Travail demandé
1. Répondez aux questions suivantes à partir de l'extrait retenu.
(a) Selon Jean Dutoya, l'Éducation nationale interviendrait-elle sur l'orientation vers le médico-social ?
(b) Quel article du projet de loi de finances pour 2024 transfère la réponse de premier niveau ?
(c) Quels sont les quatre acteurs centraux d'un service public de l'autonomie ?
2. Recopiez à l'identique le passage de l'extrait retenu qui va de « Question : Lors » à « plus décisionnaires ? ».

Extrait retenu

-----

Question : Lors de la Conférence Nationale du Handicap, il a été annoncé le 26 avril dernier que l’administration de l’Éducation nationale fournirait dès 2024 la réponse de premier niveau en matière d’attribution de matériel pédagogique adapté, de personnel d’accompagnement scolaire et d’orientation vers l’éducation spécialisée. Cela veut-il dire que les MDPH ne seraient plus décisionnaires ?
Jean Dutoya : Il y a la volonté que l’Éducation nationale soit effectivement plus accessible, et j’aurai le même discours que pour le service public de l’emploi. C’est une bonne chose que l’Éducation nationale puisse apporter une réponse de premier niveau en matière de matériel adapté et de personnel d’accompagnement. Pour l’orientation, cela dépend de ce que vous entendez : vers une classe Ulis ou également les IME, les ITEP, tous les établissements et services médico-sociaux ? En tout cas, l’Éducation nationale n’interviendrait pas sur l’orientation vers le médico-social, et donc il s’agit bien d’une réponse de premier niveau, quand il y a un besoin avéré, évident, partagé dans la communauté éducative pour apporter une réponse rapide. Cela n’exclut pas que la MDPH puisse être saisie, soit pour infirmer une décision de l’Éducation nationale, ou que la demande de la famille soit faite en première intention directement auprès de la MDPH en même temps que sa demande d’allocation par exemple. Cela va élargir le champ des possibles. [Le projet de loi de finances pour 2024, publié après cet entretien, transfère effectivement dans son article 53 cette réponse de premier niveau, mais confie à une nouvelle commission départementale spécifique l’examen des recours des familles contestant une décision de l’administration territoriale de l’Éducation nationale NDLR]
Question : Le Gouvernement a annoncé la création d’un service public départemental de l’autonomie, compétent en matière d’inclusion, d’adaptation de l’habitat et d’accompagnement social qui laisse l’impression qu’il serait un guichet unique pour les personnes âgées ou handicapées faisant double emploi avec la MDPH…
Jean Dutoya : Les MDPH font partie des quatre acteurs centraux d’un service public de l’autonomie, et si je le dis autrement, il ne peut y avoir de service public de l’autonomie s’il n’y a pas ces quatre acteurs que sont le Département, l’Agence Régionale de Santé, la MDPH et et la Préfecture. Pour moi, les MDPH sont au coeur du dispositif, c’est l’illustration qu’elles sont complètement dans le circuit et la stratégie du Gouvernement pour l’offre de service national telle qu’elle souhaite être améliorée.

-----

Données fournies

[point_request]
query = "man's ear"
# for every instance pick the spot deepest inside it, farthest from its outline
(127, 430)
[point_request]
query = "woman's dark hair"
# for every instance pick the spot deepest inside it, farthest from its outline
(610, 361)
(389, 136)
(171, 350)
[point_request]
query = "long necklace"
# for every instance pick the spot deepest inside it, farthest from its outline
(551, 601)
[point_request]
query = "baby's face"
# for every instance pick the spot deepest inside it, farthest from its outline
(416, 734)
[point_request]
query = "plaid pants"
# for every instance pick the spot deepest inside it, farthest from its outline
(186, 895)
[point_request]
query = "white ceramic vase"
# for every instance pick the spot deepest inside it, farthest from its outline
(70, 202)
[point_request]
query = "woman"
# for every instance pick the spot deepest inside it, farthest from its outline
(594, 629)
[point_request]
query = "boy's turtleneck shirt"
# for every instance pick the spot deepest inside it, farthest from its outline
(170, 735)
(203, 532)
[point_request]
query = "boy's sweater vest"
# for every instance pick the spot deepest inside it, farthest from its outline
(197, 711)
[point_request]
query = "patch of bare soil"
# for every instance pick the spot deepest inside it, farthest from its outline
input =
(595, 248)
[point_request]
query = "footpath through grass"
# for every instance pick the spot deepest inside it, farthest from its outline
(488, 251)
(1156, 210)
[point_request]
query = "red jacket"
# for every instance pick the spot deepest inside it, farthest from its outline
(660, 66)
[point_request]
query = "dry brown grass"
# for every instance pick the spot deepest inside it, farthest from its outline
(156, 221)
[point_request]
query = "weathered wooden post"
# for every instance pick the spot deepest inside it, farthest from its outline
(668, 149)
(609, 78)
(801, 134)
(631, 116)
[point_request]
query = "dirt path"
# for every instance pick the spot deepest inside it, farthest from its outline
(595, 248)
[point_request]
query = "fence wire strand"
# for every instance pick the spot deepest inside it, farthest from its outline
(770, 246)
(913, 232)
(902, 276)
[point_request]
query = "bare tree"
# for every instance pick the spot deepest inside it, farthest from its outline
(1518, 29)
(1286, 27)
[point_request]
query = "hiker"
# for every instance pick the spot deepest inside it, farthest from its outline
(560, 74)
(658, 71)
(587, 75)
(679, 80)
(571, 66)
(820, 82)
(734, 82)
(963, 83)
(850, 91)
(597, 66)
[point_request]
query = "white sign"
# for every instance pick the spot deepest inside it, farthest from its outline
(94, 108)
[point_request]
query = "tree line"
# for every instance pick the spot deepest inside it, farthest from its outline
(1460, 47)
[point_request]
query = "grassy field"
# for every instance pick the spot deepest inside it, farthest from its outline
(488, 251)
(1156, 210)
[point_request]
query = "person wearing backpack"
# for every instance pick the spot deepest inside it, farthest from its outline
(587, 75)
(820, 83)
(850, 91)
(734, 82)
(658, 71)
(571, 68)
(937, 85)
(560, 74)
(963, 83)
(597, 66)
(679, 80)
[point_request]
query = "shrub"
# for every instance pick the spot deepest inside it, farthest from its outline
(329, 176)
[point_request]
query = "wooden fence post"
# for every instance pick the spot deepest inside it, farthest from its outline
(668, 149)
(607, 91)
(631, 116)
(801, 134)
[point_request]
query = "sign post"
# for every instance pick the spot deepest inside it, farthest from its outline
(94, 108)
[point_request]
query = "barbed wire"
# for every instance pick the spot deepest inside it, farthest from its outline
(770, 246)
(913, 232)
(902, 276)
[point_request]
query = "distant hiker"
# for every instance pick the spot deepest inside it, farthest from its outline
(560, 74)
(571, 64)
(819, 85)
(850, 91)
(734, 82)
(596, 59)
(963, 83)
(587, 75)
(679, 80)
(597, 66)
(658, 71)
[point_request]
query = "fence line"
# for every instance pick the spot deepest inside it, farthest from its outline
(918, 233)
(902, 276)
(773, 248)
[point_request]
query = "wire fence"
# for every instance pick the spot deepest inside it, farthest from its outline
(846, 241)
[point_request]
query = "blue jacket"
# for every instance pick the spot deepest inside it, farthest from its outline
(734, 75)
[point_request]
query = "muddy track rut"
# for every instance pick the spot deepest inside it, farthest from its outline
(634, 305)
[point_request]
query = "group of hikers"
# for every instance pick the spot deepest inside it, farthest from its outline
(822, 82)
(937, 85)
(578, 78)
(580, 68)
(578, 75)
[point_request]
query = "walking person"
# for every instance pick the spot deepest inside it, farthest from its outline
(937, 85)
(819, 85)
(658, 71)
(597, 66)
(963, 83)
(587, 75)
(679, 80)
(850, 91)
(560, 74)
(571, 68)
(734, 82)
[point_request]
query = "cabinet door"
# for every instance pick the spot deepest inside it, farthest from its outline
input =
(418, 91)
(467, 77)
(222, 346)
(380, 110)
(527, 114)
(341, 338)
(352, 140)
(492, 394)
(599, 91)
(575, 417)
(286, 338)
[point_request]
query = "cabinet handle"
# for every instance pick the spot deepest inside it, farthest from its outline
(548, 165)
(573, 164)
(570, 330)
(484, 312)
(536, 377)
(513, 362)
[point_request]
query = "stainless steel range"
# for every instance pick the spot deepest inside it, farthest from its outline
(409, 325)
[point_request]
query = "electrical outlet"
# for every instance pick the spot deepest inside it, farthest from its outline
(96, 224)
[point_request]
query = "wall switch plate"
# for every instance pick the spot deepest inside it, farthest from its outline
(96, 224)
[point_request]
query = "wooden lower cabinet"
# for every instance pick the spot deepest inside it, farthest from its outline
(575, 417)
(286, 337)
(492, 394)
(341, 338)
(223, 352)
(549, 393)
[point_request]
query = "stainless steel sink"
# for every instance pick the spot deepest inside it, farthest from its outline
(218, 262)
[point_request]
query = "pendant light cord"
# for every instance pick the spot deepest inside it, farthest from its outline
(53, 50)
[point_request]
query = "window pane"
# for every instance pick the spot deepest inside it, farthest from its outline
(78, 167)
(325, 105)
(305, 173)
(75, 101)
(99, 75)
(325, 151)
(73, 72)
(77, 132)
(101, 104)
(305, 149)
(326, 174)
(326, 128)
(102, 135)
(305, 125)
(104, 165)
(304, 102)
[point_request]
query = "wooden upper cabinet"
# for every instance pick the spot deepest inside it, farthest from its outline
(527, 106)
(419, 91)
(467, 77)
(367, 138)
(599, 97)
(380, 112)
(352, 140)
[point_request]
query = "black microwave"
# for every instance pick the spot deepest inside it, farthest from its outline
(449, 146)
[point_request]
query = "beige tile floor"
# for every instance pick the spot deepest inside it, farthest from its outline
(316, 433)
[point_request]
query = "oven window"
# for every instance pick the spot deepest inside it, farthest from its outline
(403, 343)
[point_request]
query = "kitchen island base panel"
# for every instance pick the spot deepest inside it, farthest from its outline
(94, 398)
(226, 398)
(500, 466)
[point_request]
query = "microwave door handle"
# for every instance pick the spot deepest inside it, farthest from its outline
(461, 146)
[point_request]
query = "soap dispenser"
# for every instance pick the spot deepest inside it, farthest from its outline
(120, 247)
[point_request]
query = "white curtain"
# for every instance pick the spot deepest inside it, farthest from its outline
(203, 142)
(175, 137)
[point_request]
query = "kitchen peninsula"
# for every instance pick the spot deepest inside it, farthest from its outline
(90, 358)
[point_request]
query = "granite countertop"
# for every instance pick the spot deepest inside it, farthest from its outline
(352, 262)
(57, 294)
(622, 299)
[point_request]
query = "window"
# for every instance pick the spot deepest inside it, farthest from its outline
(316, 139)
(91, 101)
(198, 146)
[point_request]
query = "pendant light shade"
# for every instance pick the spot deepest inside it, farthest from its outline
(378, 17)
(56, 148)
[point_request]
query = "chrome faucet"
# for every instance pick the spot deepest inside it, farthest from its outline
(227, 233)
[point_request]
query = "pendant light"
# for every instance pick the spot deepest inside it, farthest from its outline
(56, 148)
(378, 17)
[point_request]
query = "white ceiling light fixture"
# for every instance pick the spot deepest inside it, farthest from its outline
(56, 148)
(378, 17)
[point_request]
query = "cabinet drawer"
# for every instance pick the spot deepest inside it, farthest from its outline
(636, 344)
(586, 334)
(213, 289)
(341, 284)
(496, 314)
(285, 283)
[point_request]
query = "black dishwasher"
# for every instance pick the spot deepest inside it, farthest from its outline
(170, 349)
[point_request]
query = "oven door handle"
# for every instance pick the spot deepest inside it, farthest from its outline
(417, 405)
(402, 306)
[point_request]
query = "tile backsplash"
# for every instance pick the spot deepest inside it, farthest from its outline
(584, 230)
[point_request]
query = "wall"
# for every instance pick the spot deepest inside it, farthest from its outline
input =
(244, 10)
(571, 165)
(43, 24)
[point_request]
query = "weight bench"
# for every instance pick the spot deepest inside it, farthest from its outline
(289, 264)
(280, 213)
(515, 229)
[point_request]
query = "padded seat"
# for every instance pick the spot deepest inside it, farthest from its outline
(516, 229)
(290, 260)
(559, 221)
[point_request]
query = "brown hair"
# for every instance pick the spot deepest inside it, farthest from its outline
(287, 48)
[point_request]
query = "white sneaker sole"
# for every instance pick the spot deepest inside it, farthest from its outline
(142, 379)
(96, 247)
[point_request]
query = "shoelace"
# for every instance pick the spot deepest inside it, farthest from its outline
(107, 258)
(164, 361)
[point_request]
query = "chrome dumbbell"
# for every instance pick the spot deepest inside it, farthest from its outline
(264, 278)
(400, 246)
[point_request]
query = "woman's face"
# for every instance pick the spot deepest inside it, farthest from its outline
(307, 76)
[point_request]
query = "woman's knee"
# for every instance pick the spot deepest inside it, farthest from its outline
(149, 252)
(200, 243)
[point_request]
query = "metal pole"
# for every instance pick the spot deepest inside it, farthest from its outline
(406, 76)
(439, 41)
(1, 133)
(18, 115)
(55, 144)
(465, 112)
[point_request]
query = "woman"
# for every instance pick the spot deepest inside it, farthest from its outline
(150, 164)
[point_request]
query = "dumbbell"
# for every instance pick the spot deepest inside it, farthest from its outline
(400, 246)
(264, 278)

-----

Corrigé
1.
(a) Non, l'Éducation nationale n'interviendrait pas sur l'orientation vers le médico-social.
(b) L'article 53.
(c) Le Département, l'Agence Régionale de Santé, la MDPH et la Préfecture.

2.
Question : Lors de la Conférence Nationale du Handicap, il a été annoncé le 26 avril dernier que l’administration de l’Éducation nationale fournirait dès 2024 la réponse de premier niveau en matière d’attribution de matériel pédagogique adapté, de personnel d’accompagnement scolaire et d’orientation vers l’éducation spécialisée. Cela veut-il dire que les MDPH ne seraient plus décisionnaires ?